EXERCISE BRIEF:
Each record below should be repeated precisely as written.

INPUT FOR THIS TASK:
■ ■ ■ ■ ■

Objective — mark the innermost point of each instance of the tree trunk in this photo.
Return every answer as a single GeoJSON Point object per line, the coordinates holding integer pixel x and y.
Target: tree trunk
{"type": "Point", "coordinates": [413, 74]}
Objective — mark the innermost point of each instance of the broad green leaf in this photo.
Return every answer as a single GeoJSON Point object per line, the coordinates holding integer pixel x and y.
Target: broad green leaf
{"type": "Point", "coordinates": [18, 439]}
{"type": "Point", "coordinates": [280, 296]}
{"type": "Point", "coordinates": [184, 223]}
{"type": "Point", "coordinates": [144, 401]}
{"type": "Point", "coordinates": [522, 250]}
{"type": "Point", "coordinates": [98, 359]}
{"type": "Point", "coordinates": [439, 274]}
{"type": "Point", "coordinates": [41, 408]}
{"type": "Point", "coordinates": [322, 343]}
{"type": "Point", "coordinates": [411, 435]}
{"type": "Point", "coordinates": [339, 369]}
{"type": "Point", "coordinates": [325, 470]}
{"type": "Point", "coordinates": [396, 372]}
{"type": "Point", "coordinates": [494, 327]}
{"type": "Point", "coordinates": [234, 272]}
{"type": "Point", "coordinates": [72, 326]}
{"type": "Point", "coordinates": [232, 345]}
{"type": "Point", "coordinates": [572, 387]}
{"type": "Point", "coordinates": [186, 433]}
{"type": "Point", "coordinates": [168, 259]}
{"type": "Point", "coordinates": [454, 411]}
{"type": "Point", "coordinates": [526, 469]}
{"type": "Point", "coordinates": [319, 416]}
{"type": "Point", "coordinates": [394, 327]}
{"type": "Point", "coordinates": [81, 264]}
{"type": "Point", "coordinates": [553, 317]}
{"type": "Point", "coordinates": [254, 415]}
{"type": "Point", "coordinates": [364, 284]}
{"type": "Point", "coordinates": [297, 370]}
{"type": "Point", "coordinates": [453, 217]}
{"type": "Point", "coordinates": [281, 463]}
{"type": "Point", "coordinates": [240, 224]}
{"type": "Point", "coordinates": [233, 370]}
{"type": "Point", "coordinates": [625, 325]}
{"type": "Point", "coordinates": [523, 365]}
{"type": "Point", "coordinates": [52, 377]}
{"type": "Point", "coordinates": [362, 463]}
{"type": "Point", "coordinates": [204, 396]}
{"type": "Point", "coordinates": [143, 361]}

■ ■ ■ ■ ■

FULL SOLUTION:
Objective — mark the innermost point of each instance of the tree trunk in this photo.
Return every answer as a single GeoJSON Point object per line, the coordinates holding integer pixel x and y.
Target: tree trunk
{"type": "Point", "coordinates": [413, 74]}
Objective — mark the innermost point of each instance of the broad green leaf in this photo.
Return every answer as a single GeoJSON Point object per line, the coordinates holding integer pixel x and y.
Target: broad green leaf
{"type": "Point", "coordinates": [18, 439]}
{"type": "Point", "coordinates": [280, 296]}
{"type": "Point", "coordinates": [184, 223]}
{"type": "Point", "coordinates": [144, 401]}
{"type": "Point", "coordinates": [522, 250]}
{"type": "Point", "coordinates": [98, 359]}
{"type": "Point", "coordinates": [439, 274]}
{"type": "Point", "coordinates": [41, 408]}
{"type": "Point", "coordinates": [322, 343]}
{"type": "Point", "coordinates": [411, 435]}
{"type": "Point", "coordinates": [339, 369]}
{"type": "Point", "coordinates": [325, 470]}
{"type": "Point", "coordinates": [396, 372]}
{"type": "Point", "coordinates": [494, 327]}
{"type": "Point", "coordinates": [234, 272]}
{"type": "Point", "coordinates": [72, 326]}
{"type": "Point", "coordinates": [232, 345]}
{"type": "Point", "coordinates": [572, 387]}
{"type": "Point", "coordinates": [186, 433]}
{"type": "Point", "coordinates": [168, 259]}
{"type": "Point", "coordinates": [454, 411]}
{"type": "Point", "coordinates": [526, 469]}
{"type": "Point", "coordinates": [319, 416]}
{"type": "Point", "coordinates": [394, 327]}
{"type": "Point", "coordinates": [81, 264]}
{"type": "Point", "coordinates": [553, 317]}
{"type": "Point", "coordinates": [254, 415]}
{"type": "Point", "coordinates": [364, 284]}
{"type": "Point", "coordinates": [297, 370]}
{"type": "Point", "coordinates": [453, 217]}
{"type": "Point", "coordinates": [281, 463]}
{"type": "Point", "coordinates": [240, 224]}
{"type": "Point", "coordinates": [233, 370]}
{"type": "Point", "coordinates": [625, 325]}
{"type": "Point", "coordinates": [523, 365]}
{"type": "Point", "coordinates": [52, 377]}
{"type": "Point", "coordinates": [362, 463]}
{"type": "Point", "coordinates": [204, 396]}
{"type": "Point", "coordinates": [143, 361]}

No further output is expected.